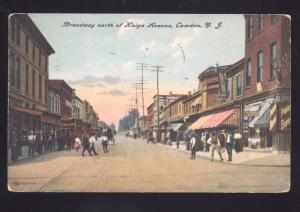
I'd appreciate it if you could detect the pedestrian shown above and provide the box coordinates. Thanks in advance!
[35,132,45,155]
[201,132,207,152]
[205,132,212,152]
[28,130,36,158]
[190,133,196,160]
[217,130,226,159]
[226,132,234,161]
[10,130,18,161]
[81,134,93,156]
[89,133,98,155]
[234,133,243,153]
[74,136,81,152]
[211,133,224,161]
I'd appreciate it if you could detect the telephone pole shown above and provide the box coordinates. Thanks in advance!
[152,65,163,142]
[137,63,148,138]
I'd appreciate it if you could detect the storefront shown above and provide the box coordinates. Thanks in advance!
[243,98,275,150]
[189,108,240,131]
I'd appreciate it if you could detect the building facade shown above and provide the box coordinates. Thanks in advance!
[8,14,54,154]
[242,15,291,151]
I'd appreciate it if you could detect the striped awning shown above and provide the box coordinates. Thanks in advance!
[189,115,213,130]
[189,109,238,130]
[191,96,202,107]
[202,109,234,128]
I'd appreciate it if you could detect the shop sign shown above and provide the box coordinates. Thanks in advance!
[279,101,291,132]
[269,102,278,132]
[244,111,259,117]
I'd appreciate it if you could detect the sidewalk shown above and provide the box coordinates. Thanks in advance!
[150,140,290,167]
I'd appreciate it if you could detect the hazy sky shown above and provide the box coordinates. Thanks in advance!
[29,14,245,125]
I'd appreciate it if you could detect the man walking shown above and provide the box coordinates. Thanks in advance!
[10,130,18,161]
[226,132,234,161]
[28,130,36,158]
[82,135,93,157]
[211,134,224,161]
[190,133,196,160]
[89,133,98,155]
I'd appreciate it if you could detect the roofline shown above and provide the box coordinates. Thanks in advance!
[14,13,55,55]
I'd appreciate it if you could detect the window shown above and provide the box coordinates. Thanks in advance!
[258,15,264,32]
[39,75,42,99]
[32,44,35,62]
[246,59,251,86]
[25,35,29,54]
[9,52,15,87]
[45,79,48,104]
[271,15,277,24]
[25,64,29,94]
[39,51,42,67]
[236,74,242,96]
[247,16,253,40]
[256,51,263,82]
[10,17,16,41]
[225,78,232,99]
[270,43,277,79]
[45,56,48,72]
[15,57,20,89]
[31,70,35,97]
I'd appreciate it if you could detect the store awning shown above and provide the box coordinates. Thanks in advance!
[170,123,183,131]
[11,107,43,116]
[202,109,234,128]
[189,115,213,130]
[191,96,202,107]
[249,102,271,128]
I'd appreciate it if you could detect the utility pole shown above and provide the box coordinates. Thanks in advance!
[152,65,163,142]
[137,63,148,138]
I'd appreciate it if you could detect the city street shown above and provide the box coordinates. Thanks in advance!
[8,135,290,192]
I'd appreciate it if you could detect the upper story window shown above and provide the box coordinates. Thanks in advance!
[270,43,277,79]
[247,16,253,40]
[236,74,242,96]
[10,53,20,89]
[32,44,35,63]
[256,51,264,82]
[225,77,232,99]
[246,59,251,86]
[258,15,264,32]
[25,64,29,94]
[25,35,29,54]
[271,15,277,24]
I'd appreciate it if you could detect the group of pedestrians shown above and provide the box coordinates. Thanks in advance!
[79,129,114,157]
[186,130,242,161]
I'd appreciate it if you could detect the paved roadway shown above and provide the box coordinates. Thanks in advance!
[8,136,290,192]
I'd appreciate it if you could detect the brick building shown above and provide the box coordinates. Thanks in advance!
[242,15,291,151]
[8,14,54,152]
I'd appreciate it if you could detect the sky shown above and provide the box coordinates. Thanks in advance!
[29,14,245,125]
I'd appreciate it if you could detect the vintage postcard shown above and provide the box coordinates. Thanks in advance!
[7,13,291,193]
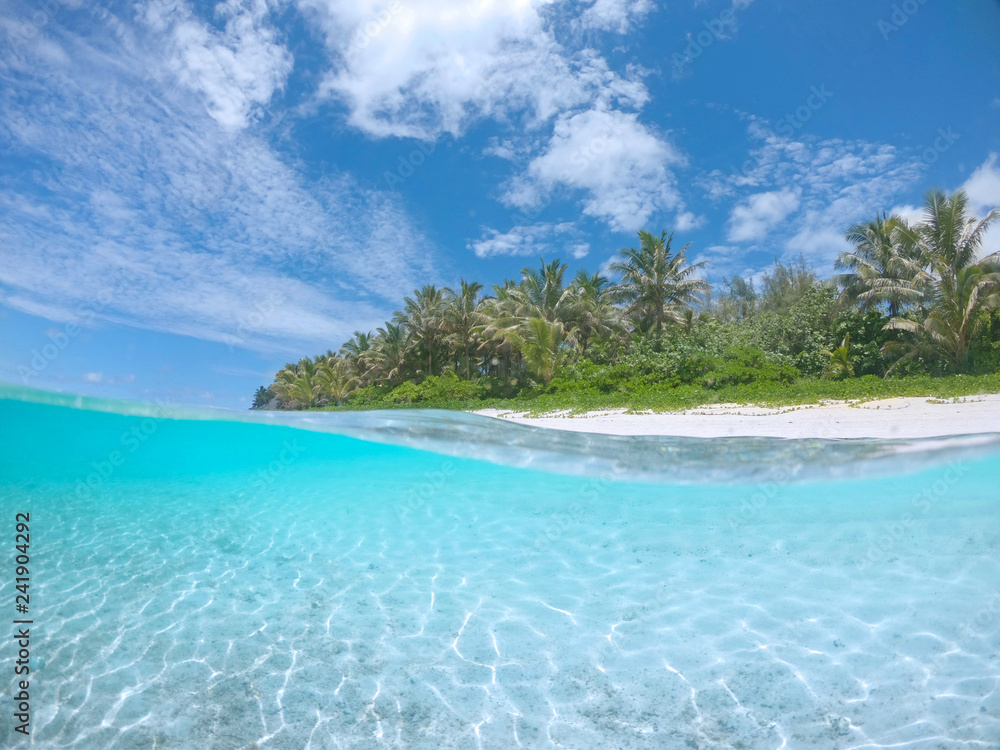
::::::::
Count the lines in the items above that contain the string "pole", treating uppercase and lowercase as distinct, and state only the resulting number.

2